Records for this task:
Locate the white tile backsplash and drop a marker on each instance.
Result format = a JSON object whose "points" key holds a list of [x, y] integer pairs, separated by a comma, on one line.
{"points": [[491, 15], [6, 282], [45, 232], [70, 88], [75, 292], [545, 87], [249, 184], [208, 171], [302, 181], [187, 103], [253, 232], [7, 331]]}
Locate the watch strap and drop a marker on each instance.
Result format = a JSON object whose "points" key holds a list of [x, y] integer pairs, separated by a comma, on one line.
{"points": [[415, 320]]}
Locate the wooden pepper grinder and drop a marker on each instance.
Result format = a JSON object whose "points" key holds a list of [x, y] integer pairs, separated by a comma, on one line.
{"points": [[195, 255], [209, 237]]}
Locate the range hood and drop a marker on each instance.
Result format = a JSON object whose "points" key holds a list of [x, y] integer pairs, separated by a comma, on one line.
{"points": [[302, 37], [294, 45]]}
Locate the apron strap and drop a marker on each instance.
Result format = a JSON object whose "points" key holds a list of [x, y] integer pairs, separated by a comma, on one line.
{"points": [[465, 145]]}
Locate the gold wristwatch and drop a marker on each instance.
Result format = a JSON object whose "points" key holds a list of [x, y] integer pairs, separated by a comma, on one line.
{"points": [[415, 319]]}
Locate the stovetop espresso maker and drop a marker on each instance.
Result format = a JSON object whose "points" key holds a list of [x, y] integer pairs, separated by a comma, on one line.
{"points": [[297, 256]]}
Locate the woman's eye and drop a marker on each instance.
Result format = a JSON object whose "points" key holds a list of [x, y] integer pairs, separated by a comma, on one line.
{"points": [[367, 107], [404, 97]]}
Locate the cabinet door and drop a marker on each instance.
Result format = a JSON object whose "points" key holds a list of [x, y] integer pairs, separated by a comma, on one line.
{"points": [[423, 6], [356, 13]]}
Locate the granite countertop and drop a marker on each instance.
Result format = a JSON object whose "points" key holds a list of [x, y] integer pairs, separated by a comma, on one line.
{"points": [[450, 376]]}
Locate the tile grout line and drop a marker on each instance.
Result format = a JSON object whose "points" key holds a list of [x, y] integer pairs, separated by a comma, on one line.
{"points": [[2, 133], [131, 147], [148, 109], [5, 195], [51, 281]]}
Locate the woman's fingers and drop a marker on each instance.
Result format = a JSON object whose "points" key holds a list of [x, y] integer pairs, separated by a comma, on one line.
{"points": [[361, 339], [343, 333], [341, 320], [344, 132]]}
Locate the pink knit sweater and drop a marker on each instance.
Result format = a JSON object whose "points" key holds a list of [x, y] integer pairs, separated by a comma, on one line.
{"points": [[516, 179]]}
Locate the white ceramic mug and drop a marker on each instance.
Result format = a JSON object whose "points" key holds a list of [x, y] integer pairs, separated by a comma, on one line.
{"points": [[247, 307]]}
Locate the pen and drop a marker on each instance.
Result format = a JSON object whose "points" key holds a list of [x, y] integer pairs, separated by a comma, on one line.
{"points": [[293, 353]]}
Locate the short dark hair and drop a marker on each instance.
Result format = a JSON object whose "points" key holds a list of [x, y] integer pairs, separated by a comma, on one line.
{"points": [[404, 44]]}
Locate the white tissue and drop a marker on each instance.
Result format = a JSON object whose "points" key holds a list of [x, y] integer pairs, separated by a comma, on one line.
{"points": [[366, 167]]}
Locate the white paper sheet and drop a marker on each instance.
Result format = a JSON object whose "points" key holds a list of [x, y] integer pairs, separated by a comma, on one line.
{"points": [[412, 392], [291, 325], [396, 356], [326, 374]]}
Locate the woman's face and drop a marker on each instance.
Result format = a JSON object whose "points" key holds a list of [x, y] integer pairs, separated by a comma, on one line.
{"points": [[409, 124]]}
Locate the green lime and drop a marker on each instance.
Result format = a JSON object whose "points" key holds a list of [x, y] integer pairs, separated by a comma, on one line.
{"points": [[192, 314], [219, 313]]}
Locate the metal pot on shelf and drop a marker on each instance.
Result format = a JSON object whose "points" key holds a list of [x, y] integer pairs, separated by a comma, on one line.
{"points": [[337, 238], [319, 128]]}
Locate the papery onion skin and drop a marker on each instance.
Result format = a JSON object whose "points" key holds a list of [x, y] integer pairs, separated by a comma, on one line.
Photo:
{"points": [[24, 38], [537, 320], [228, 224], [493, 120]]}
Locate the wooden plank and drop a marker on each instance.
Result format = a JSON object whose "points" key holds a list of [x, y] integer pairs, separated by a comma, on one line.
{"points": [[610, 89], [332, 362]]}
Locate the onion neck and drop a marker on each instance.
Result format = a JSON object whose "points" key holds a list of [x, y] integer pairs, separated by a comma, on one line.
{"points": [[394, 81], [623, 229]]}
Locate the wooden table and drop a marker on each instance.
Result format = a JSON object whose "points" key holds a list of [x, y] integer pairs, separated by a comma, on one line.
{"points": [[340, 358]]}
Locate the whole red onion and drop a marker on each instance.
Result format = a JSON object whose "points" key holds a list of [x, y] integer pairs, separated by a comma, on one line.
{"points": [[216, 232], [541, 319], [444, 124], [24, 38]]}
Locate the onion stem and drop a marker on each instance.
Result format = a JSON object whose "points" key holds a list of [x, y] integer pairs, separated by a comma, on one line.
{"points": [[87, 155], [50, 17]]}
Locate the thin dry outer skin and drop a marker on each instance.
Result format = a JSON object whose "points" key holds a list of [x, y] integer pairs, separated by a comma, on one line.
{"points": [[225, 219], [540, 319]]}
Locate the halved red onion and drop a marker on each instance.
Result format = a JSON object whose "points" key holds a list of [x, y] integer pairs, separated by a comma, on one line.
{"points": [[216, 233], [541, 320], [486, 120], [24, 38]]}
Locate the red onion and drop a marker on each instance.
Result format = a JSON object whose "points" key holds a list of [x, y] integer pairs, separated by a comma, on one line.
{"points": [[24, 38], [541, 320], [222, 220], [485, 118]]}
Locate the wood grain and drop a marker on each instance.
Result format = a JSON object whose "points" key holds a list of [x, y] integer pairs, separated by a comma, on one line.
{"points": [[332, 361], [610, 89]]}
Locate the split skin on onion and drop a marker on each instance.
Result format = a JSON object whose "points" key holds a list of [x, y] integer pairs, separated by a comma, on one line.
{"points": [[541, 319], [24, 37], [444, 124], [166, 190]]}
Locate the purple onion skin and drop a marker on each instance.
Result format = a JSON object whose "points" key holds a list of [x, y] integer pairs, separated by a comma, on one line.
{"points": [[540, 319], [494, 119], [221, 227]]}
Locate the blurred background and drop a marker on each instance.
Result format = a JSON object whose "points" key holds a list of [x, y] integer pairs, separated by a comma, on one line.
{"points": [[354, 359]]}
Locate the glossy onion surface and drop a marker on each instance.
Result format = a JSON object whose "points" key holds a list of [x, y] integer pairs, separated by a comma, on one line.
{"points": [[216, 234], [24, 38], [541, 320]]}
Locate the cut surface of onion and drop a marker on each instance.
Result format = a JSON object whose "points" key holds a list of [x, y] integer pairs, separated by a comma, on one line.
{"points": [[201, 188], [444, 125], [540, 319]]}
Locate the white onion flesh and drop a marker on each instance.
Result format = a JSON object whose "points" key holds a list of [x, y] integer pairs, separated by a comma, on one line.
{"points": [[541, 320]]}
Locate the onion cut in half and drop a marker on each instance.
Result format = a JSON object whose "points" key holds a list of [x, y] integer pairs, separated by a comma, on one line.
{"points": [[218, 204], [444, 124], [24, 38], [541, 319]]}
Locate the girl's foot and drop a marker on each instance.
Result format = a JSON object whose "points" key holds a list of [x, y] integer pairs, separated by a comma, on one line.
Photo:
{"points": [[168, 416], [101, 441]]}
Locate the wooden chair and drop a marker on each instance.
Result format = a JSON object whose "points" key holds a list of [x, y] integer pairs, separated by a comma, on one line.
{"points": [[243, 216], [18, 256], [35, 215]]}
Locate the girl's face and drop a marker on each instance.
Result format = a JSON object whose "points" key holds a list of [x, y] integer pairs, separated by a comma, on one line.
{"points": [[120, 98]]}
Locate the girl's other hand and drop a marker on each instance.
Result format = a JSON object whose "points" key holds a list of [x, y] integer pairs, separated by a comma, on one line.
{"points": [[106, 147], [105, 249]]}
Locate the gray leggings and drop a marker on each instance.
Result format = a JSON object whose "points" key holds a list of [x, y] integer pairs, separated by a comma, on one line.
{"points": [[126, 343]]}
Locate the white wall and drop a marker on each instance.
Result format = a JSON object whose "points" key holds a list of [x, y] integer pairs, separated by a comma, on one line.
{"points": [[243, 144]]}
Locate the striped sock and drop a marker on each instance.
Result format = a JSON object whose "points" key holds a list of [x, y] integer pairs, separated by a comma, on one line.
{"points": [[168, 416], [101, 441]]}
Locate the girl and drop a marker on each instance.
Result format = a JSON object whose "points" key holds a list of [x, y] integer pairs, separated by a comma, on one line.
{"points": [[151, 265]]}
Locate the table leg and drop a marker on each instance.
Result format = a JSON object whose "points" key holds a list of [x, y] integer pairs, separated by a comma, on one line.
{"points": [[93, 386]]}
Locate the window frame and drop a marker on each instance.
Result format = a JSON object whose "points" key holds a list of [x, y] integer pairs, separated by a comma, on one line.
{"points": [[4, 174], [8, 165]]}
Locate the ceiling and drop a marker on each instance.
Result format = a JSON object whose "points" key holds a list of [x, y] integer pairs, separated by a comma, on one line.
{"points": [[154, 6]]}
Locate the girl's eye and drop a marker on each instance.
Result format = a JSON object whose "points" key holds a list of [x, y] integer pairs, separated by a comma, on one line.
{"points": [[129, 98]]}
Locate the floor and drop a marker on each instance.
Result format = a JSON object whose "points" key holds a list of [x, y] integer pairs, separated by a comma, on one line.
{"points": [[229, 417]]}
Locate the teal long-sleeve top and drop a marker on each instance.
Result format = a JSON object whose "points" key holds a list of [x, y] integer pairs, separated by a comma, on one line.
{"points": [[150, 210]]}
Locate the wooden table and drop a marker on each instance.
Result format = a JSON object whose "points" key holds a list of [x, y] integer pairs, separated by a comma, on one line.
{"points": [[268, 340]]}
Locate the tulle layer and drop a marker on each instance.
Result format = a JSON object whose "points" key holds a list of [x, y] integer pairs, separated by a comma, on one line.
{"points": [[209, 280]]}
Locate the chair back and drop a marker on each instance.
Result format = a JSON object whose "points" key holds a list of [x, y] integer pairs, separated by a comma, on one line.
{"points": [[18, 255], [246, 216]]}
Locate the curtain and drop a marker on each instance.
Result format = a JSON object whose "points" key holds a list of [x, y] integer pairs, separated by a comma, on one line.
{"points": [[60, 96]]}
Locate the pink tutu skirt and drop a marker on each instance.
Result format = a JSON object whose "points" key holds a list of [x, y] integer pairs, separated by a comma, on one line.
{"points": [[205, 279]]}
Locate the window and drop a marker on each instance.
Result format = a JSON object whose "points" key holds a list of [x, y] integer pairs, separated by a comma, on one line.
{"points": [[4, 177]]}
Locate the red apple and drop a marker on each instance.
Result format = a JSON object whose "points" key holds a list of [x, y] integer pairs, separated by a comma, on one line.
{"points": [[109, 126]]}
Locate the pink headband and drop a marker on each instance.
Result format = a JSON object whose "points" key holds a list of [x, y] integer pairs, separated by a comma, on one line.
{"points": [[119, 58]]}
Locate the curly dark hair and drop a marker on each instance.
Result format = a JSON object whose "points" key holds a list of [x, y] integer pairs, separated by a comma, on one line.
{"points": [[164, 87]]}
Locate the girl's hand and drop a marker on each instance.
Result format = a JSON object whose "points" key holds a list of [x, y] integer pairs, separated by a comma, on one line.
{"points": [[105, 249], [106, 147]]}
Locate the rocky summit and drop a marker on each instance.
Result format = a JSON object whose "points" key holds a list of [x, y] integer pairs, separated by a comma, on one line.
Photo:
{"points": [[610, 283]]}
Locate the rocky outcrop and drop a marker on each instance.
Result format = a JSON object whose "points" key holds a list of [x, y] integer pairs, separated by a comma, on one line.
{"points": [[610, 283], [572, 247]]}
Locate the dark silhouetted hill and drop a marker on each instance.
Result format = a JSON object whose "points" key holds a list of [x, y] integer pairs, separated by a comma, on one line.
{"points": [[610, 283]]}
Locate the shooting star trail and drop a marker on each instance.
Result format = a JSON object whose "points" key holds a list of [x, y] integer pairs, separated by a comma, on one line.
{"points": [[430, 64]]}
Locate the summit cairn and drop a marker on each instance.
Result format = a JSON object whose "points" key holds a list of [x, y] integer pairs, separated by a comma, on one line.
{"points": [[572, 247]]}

Given request: Return the line that contains "Locate the girl's hand" along with every line after it through the end of the entries, exactly, adding nothing.

Reply to the task:
Locate the girl's hand and drop a marker on each instance.
Result format = a JSON object whose "points" key holds a list of [x, y] integer pairs, separated by a comma, on one line.
{"points": [[105, 249], [106, 147]]}
Locate the rocky summit and drop a marker on each instance.
Result format = a JSON object whose "points" key holds a list of [x, y] integer pairs, separated by a comma, on one line.
Photo:
{"points": [[610, 283]]}
Locate the rocky outcrop and drop a marker on each instance.
Result format = a JSON object whose "points" key holds a list of [x, y] integer pairs, separated by a comma, on one line.
{"points": [[610, 283], [572, 247]]}
Locate the dark silhouetted hill and drop a marker on each instance.
Result format = a JSON object whose "points" key holds a list of [x, y] integer pairs, separated by a comma, on one line.
{"points": [[610, 283]]}
Locate the shooting star trail and drop a marker on each instance.
Result format = a JSON object whose "points" key holds a list of [x, y] integer pairs, separated by a comma, on one line.
{"points": [[430, 64]]}
Locate the summit cairn and drop a marker on each instance.
Result format = a JSON object whose "points" key holds a list of [x, y] integer pairs, separated by a comma, on one line.
{"points": [[572, 247]]}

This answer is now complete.